Most damaging, Lomax said, is how the report itself leaves room for error, in that topography and meteorology each determine how a person is exposed to the toxic compounds; people living near a well may in fact not be at greater risk after all.

The School's report, did find that natural gas wells emit carcinogenic compounds like benzene, and the American Lung Association said Monday that VOCs were linked to levels of ozone in Wyoming typically expected in large metropolitan areas.

Garfield County health official Jim Rada said air quality falls within EPA standards and that nothing so far suggests the local population is at an increased risk of cancer.

Hydraulic fracturing has been under considerable scrutiny in recent years because it helped fuel an energy bonanza in certain parts of the Rockies, Texas, and the East, including Ohio and parts of Virginia.

### Data supplied
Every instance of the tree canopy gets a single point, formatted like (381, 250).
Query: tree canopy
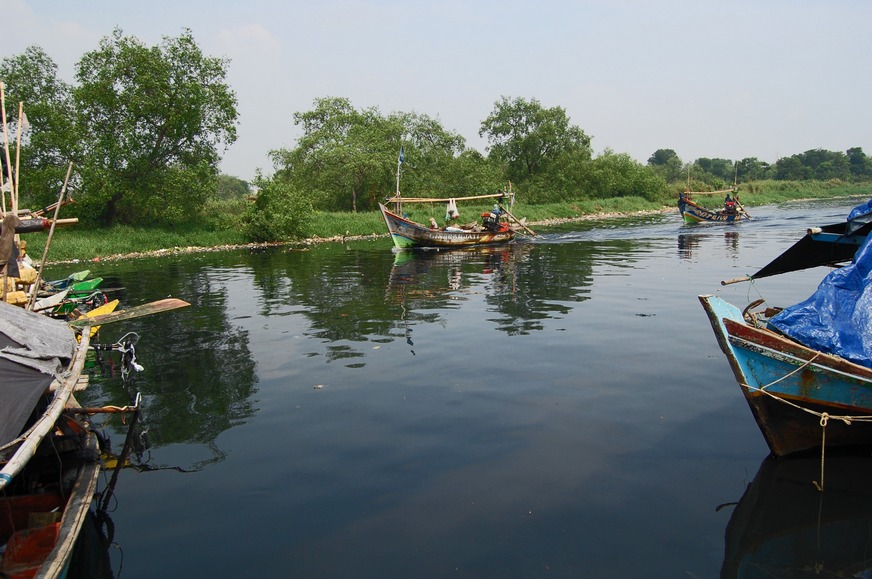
(152, 119)
(528, 137)
(143, 127)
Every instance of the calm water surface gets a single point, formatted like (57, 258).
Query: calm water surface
(557, 407)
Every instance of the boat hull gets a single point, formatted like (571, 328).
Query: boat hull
(693, 213)
(408, 234)
(791, 389)
(783, 526)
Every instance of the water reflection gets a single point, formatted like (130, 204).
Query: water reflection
(784, 527)
(689, 244)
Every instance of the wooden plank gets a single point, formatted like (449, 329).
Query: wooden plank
(131, 313)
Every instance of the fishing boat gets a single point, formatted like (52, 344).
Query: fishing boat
(497, 225)
(50, 460)
(692, 212)
(406, 233)
(806, 370)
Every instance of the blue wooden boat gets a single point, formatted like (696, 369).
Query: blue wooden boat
(692, 212)
(806, 370)
(784, 527)
(406, 233)
(789, 386)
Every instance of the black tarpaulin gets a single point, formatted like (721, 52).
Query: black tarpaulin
(34, 350)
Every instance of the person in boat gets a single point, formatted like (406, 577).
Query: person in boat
(491, 221)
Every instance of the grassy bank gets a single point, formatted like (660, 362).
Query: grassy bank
(75, 242)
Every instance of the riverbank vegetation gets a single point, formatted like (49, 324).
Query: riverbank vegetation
(144, 128)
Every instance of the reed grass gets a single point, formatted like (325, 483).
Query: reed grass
(77, 243)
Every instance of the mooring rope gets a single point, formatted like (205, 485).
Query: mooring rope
(823, 416)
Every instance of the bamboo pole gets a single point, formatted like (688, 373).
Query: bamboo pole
(32, 299)
(17, 157)
(5, 140)
(442, 200)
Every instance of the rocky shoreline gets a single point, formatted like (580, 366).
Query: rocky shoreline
(304, 244)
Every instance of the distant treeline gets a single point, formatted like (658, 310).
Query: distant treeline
(145, 127)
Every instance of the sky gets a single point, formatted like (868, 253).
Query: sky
(723, 79)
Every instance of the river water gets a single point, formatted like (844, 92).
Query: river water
(557, 407)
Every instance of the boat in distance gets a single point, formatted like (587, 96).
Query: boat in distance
(406, 233)
(692, 212)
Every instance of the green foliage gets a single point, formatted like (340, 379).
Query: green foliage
(151, 119)
(229, 188)
(667, 163)
(618, 175)
(528, 138)
(280, 212)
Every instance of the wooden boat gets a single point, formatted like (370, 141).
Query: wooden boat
(50, 465)
(494, 228)
(789, 386)
(692, 212)
(802, 369)
(783, 526)
(406, 233)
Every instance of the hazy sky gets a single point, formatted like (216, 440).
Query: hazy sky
(727, 79)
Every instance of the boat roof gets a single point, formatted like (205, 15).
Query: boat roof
(34, 350)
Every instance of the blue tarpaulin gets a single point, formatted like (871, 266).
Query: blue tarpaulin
(837, 318)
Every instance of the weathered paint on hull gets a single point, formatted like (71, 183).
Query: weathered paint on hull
(693, 213)
(803, 385)
(408, 234)
(784, 527)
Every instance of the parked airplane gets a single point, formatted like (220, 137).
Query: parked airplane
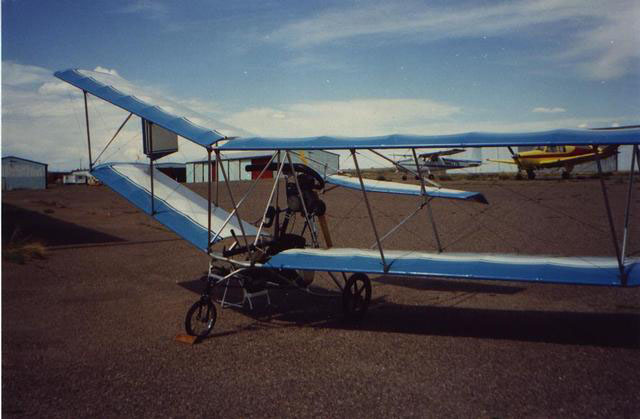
(433, 161)
(551, 156)
(259, 259)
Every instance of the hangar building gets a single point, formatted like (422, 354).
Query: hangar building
(19, 173)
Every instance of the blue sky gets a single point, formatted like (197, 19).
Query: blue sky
(310, 68)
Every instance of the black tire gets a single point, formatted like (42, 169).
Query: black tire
(201, 318)
(356, 296)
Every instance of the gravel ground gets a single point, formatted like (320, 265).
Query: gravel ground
(89, 330)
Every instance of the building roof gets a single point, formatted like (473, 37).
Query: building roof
(170, 165)
(27, 160)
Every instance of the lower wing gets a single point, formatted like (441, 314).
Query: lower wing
(562, 270)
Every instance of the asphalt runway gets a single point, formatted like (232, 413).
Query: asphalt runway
(89, 330)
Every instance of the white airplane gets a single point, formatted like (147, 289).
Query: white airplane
(433, 161)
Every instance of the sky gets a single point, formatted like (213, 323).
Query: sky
(292, 68)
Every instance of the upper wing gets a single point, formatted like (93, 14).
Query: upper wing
(502, 161)
(471, 139)
(563, 270)
(167, 114)
(403, 189)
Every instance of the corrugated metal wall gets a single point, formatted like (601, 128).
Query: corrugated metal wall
(22, 174)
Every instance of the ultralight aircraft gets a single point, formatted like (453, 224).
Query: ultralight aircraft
(271, 252)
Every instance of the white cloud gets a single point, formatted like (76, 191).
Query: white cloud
(106, 70)
(43, 119)
(358, 117)
(542, 109)
(603, 44)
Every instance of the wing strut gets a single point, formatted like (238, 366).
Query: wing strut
(209, 202)
(427, 201)
(233, 202)
(312, 229)
(113, 138)
(235, 207)
(366, 201)
(627, 211)
(399, 166)
(623, 276)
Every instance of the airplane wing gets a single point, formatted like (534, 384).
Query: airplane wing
(403, 189)
(448, 152)
(470, 139)
(176, 207)
(561, 270)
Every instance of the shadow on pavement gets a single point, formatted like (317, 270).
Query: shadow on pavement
(21, 223)
(297, 308)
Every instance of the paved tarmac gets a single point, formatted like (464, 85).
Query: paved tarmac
(89, 331)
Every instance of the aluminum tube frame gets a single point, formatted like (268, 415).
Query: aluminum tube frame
(399, 225)
(366, 201)
(86, 117)
(427, 201)
(233, 202)
(627, 212)
(307, 217)
(153, 204)
(113, 138)
(273, 190)
(209, 202)
(235, 207)
(623, 277)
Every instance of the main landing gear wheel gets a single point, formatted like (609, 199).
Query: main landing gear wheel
(201, 318)
(356, 296)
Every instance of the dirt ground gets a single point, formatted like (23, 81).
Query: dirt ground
(89, 330)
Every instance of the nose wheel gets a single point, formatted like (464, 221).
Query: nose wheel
(201, 318)
(356, 296)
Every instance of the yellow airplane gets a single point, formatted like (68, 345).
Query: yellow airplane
(566, 156)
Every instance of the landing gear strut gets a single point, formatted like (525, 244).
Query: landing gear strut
(356, 296)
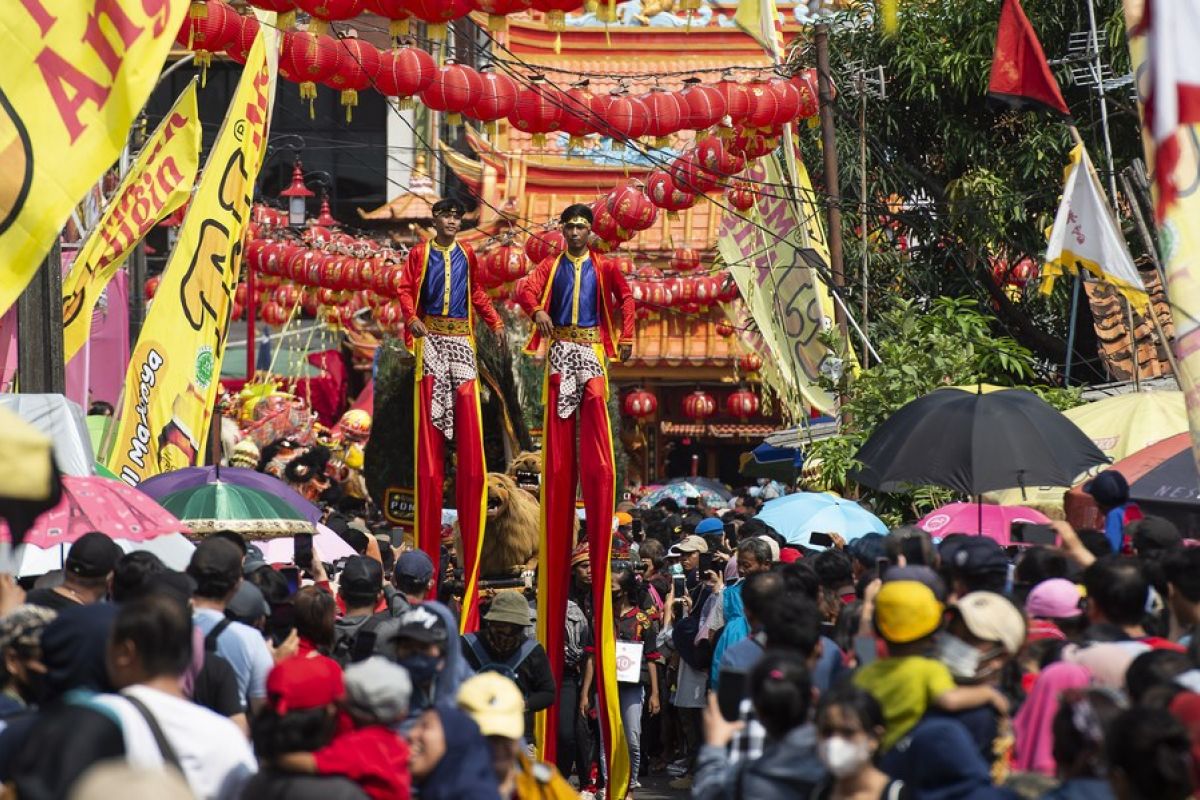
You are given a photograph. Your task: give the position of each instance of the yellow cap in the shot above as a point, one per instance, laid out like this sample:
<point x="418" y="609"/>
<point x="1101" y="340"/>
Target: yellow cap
<point x="495" y="703"/>
<point x="906" y="611"/>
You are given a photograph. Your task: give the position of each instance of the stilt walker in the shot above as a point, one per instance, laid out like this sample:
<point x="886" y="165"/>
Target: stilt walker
<point x="439" y="295"/>
<point x="573" y="300"/>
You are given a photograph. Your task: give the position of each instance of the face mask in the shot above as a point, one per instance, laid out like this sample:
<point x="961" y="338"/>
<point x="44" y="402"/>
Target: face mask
<point x="423" y="668"/>
<point x="843" y="756"/>
<point x="959" y="657"/>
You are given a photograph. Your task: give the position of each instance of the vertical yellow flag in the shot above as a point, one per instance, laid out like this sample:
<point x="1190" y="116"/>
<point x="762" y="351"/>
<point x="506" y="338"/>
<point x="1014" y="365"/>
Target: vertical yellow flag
<point x="172" y="380"/>
<point x="76" y="73"/>
<point x="159" y="182"/>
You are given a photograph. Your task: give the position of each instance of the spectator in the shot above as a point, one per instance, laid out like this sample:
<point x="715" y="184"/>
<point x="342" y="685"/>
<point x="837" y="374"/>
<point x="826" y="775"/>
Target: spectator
<point x="850" y="728"/>
<point x="216" y="570"/>
<point x="496" y="705"/>
<point x="85" y="575"/>
<point x="450" y="758"/>
<point x="781" y="695"/>
<point x="1150" y="756"/>
<point x="149" y="650"/>
<point x="504" y="645"/>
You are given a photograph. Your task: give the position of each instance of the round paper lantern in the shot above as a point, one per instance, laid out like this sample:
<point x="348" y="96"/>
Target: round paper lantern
<point x="743" y="404"/>
<point x="750" y="362"/>
<point x="627" y="119"/>
<point x="327" y="11"/>
<point x="699" y="405"/>
<point x="497" y="11"/>
<point x="453" y="90"/>
<point x="238" y="47"/>
<point x="395" y="12"/>
<point x="309" y="59"/>
<point x="538" y="110"/>
<point x="547" y="244"/>
<point x="640" y="404"/>
<point x="405" y="72"/>
<point x="664" y="115"/>
<point x="357" y="70"/>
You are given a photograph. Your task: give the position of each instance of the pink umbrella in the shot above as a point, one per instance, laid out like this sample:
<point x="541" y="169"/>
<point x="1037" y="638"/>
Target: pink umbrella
<point x="990" y="521"/>
<point x="100" y="504"/>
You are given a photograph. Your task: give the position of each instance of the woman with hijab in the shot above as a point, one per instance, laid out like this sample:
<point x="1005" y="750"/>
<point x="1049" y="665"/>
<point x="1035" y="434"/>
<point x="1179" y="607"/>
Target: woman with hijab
<point x="449" y="758"/>
<point x="1033" y="725"/>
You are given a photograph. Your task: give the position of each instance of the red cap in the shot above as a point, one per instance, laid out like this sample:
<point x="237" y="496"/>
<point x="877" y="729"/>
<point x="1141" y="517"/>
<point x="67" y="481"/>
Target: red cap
<point x="304" y="683"/>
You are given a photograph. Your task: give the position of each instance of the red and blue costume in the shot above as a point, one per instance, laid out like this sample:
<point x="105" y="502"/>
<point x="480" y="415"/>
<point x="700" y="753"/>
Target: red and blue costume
<point x="582" y="298"/>
<point x="441" y="288"/>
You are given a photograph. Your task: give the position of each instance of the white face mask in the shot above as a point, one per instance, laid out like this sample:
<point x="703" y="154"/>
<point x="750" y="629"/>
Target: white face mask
<point x="844" y="757"/>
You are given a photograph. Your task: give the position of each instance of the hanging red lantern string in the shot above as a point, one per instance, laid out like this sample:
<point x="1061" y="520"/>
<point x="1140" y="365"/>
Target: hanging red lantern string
<point x="357" y="70"/>
<point x="538" y="110"/>
<point x="405" y="72"/>
<point x="395" y="12"/>
<point x="453" y="90"/>
<point x="664" y="115"/>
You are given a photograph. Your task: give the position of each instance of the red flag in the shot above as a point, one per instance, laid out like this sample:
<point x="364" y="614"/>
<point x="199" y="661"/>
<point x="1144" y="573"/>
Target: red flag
<point x="1020" y="76"/>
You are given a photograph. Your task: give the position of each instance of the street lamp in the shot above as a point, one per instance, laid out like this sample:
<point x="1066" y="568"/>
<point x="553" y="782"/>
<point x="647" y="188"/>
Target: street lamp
<point x="297" y="194"/>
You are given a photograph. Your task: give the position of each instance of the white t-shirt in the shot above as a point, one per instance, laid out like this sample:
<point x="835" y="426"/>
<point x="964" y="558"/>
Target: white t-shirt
<point x="215" y="755"/>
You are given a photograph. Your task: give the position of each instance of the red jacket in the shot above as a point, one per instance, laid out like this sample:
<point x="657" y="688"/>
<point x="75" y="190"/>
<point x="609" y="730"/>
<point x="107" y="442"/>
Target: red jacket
<point x="412" y="280"/>
<point x="533" y="295"/>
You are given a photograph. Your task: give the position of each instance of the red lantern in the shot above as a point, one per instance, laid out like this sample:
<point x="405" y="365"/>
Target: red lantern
<point x="327" y="11"/>
<point x="357" y="70"/>
<point x="743" y="404"/>
<point x="741" y="197"/>
<point x="750" y="362"/>
<point x="405" y="72"/>
<point x="238" y="47"/>
<point x="549" y="244"/>
<point x="395" y="12"/>
<point x="538" y="110"/>
<point x="309" y="59"/>
<point x="664" y="115"/>
<point x="436" y="13"/>
<point x="640" y="404"/>
<point x="699" y="405"/>
<point x="453" y="90"/>
<point x="497" y="11"/>
<point x="497" y="98"/>
<point x="627" y="119"/>
<point x="705" y="104"/>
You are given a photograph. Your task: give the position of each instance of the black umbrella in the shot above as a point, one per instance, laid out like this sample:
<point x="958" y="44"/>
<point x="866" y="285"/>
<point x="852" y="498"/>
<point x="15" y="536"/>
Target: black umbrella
<point x="975" y="443"/>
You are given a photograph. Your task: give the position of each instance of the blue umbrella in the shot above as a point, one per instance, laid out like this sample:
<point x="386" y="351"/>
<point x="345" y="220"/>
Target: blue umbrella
<point x="797" y="516"/>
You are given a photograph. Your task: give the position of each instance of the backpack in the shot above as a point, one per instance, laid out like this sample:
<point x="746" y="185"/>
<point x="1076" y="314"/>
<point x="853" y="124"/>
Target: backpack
<point x="508" y="667"/>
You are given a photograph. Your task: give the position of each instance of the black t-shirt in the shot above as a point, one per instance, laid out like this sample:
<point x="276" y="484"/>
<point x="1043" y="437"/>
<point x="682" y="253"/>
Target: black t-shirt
<point x="51" y="599"/>
<point x="216" y="687"/>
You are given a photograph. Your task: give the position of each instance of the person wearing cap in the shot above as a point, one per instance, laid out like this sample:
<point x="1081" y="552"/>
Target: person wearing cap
<point x="503" y="645"/>
<point x="216" y="569"/>
<point x="439" y="294"/>
<point x="497" y="707"/>
<point x="1110" y="489"/>
<point x="85" y="573"/>
<point x="370" y="753"/>
<point x="573" y="299"/>
<point x="906" y="684"/>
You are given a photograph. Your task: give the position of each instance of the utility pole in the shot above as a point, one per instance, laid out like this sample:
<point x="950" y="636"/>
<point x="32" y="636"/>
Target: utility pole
<point x="829" y="151"/>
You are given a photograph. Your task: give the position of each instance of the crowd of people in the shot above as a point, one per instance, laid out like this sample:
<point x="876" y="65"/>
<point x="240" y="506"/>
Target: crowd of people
<point x="889" y="666"/>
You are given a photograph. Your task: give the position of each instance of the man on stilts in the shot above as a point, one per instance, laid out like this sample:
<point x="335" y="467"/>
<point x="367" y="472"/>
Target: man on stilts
<point x="574" y="300"/>
<point x="439" y="296"/>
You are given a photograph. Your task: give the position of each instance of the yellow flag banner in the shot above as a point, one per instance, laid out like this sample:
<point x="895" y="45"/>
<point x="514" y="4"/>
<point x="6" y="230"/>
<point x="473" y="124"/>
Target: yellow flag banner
<point x="159" y="182"/>
<point x="76" y="73"/>
<point x="172" y="380"/>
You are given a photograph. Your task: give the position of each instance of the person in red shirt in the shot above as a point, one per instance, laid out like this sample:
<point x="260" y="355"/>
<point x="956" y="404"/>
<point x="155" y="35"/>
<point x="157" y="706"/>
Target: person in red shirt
<point x="439" y="295"/>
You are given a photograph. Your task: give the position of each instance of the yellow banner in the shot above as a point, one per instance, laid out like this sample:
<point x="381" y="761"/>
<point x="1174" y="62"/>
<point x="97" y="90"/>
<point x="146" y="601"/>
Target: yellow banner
<point x="172" y="380"/>
<point x="159" y="182"/>
<point x="76" y="73"/>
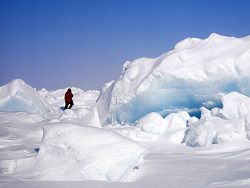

### Required tasks
A - Answer these questions using the text on natural gas wells:
(i) What position does Jim Rada hold?
(ii) According to Lomax, which two factors determine how a person is exposed to the toxic compounds?
(iii) What did the American Lung Association say VOCs were linked to?
B - Carry the text on natural gas wells further, starting after its final sentence.
The rows play no part in this.

### Written responses
A -
(i) He is a Garfield County health official.
(ii) Topography and meteorology.
(iii) Levels of ozone in Wyoming typically expected in large metropolitan areas.

B -
The EPA's reviewing water quality tests in Pavillion, Wy., and Dimock, Pa., where local residents are convinced the drilling technique by Encana Corp.(NYSE: ECA) and Cabot Oil & Gas (NYSE: COG) contaminated groundwater supplies.

The EPA is also conducting its own study to determine if the drilling practice is safe for ground water.

These data show that it is important to include air pollution in the national dialogue on unconventional Natural Gas Development that, to date, has largely focused on water exposures to hydraulic fracturing chemicals, the report said.